BEGIN SELECTED EXTRACT

No to XHTML

Introduction

Quite a few people have jumped on the XHTML bandwagon, this article examines the claims made about XHTML, and it lists the problems that arise from using it.

Claims made about XHTML

  • XHTML is clean markup, HTML uses deprecated code like <font> tags

    An amazing amount of people associate XHTML with clean non presentational markup, and HTML with presentational markup that uses deprecated code such as <font> tags. Sadly this includes quite a few authors of books on (X)HTML and/or CSS. XHTML 1.0 under a Transitional doctype allows presentational deprecated code like <font> tags, and there is nothing to stop authors from coding HTML without the deprecated presentational code.

  • It's stricter.

    There's nothing to stop an author from applying the same "strictness" to HTML. This is purely down to the author, it doesn't need a stricter DTD. You prefer having closing paragraph tags? What's stopping you from using them? They are valid under HTML. For those that like the idea that validation warns them if they for example forget to close a paragraph element, it's not difficult to validate using a custom HTML DTD that is as "strict" as the XHTML DTD. A short guide to validating against a custom DTD.

  • W3C recommends it.

    They don't, the rules for both HTML and XHTML have been laid out in W3C Recommendations, but W3C does not recommend one over the other.

END SELECTED EXTRACT
BEGIN PROVIDED DATA

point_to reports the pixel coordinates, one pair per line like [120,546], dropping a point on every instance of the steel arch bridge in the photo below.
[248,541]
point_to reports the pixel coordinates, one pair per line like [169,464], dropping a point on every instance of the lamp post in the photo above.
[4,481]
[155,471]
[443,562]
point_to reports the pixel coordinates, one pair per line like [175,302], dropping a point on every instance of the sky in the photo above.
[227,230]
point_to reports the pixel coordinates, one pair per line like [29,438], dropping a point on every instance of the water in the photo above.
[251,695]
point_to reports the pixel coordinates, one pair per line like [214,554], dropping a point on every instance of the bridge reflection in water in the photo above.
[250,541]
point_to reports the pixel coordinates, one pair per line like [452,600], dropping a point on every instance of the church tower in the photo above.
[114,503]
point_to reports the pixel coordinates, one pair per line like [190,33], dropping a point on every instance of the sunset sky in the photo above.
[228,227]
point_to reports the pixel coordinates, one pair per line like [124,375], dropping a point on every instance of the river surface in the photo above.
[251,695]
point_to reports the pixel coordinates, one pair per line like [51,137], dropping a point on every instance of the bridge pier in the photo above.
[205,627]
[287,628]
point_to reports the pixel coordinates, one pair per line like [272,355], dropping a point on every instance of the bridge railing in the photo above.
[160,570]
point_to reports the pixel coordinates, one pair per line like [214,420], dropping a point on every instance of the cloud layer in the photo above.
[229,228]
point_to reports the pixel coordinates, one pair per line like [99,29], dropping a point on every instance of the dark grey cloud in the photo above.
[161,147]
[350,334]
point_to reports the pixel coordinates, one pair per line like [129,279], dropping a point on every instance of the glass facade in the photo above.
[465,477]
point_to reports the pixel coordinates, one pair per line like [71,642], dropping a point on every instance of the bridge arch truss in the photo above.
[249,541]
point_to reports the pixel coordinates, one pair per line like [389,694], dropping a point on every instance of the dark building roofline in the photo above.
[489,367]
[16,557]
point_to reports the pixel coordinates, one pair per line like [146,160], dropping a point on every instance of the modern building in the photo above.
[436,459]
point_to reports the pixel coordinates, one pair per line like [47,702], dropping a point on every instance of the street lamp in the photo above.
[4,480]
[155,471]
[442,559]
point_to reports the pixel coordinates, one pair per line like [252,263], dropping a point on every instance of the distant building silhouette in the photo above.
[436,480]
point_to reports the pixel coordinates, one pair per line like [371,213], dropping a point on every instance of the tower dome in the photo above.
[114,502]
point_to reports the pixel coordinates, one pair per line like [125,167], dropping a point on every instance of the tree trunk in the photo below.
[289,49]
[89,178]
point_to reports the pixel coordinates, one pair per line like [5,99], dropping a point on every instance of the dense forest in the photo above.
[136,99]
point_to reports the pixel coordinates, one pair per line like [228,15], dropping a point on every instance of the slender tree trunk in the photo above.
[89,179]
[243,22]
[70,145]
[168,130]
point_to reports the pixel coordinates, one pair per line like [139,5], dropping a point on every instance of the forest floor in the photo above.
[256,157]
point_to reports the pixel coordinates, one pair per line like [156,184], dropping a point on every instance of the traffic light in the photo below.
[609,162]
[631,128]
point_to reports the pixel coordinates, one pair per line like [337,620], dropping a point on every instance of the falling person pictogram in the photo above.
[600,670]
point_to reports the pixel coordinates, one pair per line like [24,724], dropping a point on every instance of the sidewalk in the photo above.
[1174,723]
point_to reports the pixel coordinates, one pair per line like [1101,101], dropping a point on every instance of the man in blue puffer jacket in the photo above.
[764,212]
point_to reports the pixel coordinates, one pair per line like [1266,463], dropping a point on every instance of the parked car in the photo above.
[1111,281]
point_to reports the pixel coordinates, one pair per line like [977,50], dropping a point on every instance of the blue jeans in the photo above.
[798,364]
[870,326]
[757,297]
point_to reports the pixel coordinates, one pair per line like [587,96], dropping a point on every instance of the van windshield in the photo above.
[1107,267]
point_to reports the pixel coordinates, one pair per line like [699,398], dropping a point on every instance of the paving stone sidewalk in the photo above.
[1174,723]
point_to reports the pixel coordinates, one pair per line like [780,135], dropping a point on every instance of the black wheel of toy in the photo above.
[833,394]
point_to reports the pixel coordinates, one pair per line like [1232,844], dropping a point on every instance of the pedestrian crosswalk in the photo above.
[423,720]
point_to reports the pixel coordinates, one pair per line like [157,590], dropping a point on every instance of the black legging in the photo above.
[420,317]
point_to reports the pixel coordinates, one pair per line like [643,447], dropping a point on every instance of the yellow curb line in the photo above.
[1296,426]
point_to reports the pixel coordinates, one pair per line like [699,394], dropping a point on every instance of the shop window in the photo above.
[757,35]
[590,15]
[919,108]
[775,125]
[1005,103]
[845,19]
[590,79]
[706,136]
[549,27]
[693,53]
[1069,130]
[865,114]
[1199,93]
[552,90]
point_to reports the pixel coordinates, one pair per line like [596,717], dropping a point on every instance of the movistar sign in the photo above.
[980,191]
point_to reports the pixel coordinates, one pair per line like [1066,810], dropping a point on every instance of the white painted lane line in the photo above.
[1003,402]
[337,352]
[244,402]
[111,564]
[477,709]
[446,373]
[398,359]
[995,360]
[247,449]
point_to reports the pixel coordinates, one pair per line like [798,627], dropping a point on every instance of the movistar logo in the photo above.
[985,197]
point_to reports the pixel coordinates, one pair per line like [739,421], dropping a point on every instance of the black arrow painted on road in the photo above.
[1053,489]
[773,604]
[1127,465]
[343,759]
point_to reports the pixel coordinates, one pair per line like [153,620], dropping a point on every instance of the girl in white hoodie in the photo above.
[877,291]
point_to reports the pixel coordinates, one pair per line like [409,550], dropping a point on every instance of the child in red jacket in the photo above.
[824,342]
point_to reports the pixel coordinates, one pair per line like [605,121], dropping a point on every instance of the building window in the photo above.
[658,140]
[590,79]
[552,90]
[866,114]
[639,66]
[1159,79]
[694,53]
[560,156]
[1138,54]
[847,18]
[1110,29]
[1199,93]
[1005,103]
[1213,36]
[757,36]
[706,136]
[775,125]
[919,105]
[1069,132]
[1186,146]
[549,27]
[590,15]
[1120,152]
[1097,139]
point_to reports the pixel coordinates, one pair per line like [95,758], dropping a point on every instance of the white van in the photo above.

END PROVIDED DATA

Answer these questions about the XHTML article:
(a) Under which doctype does XHTML 1.0 allow presentational deprecated code such as <font> tags?
(b) What can authors who want validation to warn them about an unclosed paragraph element validate against?
(c) Does W3C recommend XHTML over HTML?

(a) A Transitional doctype.
(b) A custom HTML DTD that is as "strict" as the XHTML DTD.
(c) No. W3C Recommendations lay out the rules for both HTML and XHTML, but W3C does not recommend one over the other.